──────── Records

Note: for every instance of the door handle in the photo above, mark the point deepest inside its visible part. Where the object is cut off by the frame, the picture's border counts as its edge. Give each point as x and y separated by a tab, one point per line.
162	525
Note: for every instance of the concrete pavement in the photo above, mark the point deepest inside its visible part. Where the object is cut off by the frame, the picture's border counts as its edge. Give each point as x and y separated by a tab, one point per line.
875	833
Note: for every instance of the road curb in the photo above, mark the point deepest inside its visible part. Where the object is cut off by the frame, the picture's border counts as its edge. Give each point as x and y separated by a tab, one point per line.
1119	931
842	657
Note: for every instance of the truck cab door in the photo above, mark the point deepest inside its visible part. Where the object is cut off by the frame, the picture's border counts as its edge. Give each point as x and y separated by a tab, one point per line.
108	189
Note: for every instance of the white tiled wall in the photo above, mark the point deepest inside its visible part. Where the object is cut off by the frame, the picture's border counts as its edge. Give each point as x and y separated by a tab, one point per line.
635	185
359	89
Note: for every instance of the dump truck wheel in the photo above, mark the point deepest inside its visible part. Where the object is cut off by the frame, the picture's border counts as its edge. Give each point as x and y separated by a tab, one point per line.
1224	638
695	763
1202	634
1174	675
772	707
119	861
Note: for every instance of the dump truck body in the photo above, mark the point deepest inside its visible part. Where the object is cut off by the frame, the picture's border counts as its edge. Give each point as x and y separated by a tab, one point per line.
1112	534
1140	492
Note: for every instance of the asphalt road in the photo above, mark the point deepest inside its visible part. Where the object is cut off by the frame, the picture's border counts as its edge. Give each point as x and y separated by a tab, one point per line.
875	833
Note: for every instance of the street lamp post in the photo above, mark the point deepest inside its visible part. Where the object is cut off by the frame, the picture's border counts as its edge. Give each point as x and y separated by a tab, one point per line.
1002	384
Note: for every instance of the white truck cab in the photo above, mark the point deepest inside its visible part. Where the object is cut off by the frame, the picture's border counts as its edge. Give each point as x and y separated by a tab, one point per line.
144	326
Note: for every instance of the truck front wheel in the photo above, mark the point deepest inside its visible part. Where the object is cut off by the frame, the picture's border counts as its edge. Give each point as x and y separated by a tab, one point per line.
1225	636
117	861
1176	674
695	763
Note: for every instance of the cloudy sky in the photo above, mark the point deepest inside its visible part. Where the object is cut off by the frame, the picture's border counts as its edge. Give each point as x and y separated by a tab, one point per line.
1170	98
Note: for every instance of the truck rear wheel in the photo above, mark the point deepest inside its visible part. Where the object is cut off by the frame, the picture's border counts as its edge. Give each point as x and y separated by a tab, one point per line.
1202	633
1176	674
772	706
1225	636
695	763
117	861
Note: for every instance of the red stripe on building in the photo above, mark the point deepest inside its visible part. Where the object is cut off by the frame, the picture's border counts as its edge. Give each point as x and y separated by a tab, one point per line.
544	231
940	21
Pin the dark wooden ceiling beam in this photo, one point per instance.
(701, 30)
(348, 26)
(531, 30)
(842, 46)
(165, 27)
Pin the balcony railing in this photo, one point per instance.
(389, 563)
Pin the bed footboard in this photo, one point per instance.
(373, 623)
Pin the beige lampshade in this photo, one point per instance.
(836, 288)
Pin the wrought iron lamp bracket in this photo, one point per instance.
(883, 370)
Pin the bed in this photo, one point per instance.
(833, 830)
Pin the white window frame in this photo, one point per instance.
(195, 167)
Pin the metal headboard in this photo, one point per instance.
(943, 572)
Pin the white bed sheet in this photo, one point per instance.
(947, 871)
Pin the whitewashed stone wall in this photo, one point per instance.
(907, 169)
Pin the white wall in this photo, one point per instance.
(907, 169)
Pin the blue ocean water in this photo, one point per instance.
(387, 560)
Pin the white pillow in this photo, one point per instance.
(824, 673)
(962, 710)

────────────────

Assignment —
Give every record again, exactly as it appears.

Exercise response —
Note: for every instance of the door handle in the photo above, mark the point deepest inside its visible part. Where the object is cut off by the frame, the picture's border counts as its edge. Give each point as x and y separated by a tab, one point per line.
162	525
Note: for every instance of the concrete pavement in the photo above, mark the point deepest inside its visible part. Where the object is cut off by the frame, the picture's border counts as its edge. Give each point as x and y separated by a tab, one point per line.
875	833
Note: for every instance of the road curb in the photo above, mark the point deepest inside its visible part. Where the object is cut off by the frame, the picture's border counts as its edge. Give each point as x and y separated by a tab, one point per line.
1119	931
842	657
Note: for every instance of the truck cab door in the photo above, mark the point deepest inside its visible part. Where the object is cut off by the frame, the picture's border counts as its edge. Give each point as x and y separated by a tab, one point per line.
108	189
Note: for every instance of the white tiled wall in the photo above, mark the point deepest inside its visible part. Where the object is cut off by the frame, the picture's border counts as its edge. Give each point as x and y separated by a tab, one point per line.
635	185
359	89
Note: for every instance of the dump truck wheel in the photo above, mark the point deepest inside its visible part. Where the object is cut off by the frame, the picture's border counts as its edge. Give each point as x and y separated by a tab, one point per line.
1224	638
695	763
1202	634
1174	675
772	707
119	861
Note: for every instance of the dump truck body in the photo above, mark the point deepest inside its visible part. Where the object is cut off by the frame, the picture's border counts as its edge. Give each point as x and y separated by a tab, one point per line.
1112	534
1140	492
Note: for every instance of the asphalt road in the photo above, mark the point deepest inside its visible part. Where the object is cut off by the frame, the picture's border counts as its edge. Give each point as x and y separated by a tab, one point per line.
875	833
Note: for every instance of the street lamp post in the photo above, mark the point deepest inside its visible part. Where the object is cut off by the frame, the picture's border counts as its edge. Give each point as x and y separated by a tab, one point per line.
1002	384
Note: for every instance of the white truck cab in the photo above, mark the point deepest inside its visible part. Where the object is cut off by the frame, the picture's border counts as its edge. Give each point as x and y separated by a tab, one point per line.
144	326
Note: for every instance of the truck front wheel in the photo above, mark the point deepest inside its visible part. Where the object is cut off by the frame, the picture's border counts as its edge. Give each point as x and y separated by a tab, one point per line.
1225	636
117	861
1176	674
695	763
Note: for every instance of the cloudy sky in the photo above, mark the point deepest inside its visible part. Where the object is cut off by the frame, the picture's border counts as its edge. Give each point as x and y separated by a tab, one point per line.
1170	98
Note: for every instance of the truck rear wheel in the photo above, mark the point deepest inside its visible part. Where the object is cut off by the frame, the picture's border counts as its edge. Give each point as x and y separated by a tab, one point per line.
1202	633
1176	674
772	706
1225	636
695	763
117	861
Note: for every instance of the red stripe on building in the photo above, mark the point deepest inside its visible part. Where the object is cut off by the frame, the picture's border counts as its edge. Give each point as x and y separated by a tab, one point per line.
544	231
940	21
Pin the dark wooden ceiling beam in this photo, one point per instance.
(701, 30)
(348, 26)
(531, 30)
(842, 46)
(165, 27)
Pin the balcony railing in this photo, one point per instance.
(389, 563)
Pin the bed footboard in this photo, one point per instance.
(373, 623)
Pin the beige lampshade in this photo, one point per instance.
(836, 288)
Pin the wrought iron lamp bracket in this photo, one point per instance.
(883, 370)
Pin the bed in this photo, one point per instance.
(833, 830)
Pin the white window frame in this photo, one point per instance.
(195, 167)
Pin the metal headboard in this photo, one point per instance.
(943, 572)
Pin the white bed sheet in this photo, one point per instance.
(947, 871)
Pin the whitewashed stone wall in this photo, one point per instance.
(907, 169)
Pin the white wall in this photo, one point per instance.
(907, 169)
Pin the blue ocean water in this photo, one point per instance.
(387, 560)
Pin the white pillow in this photo, one point per instance.
(824, 673)
(962, 710)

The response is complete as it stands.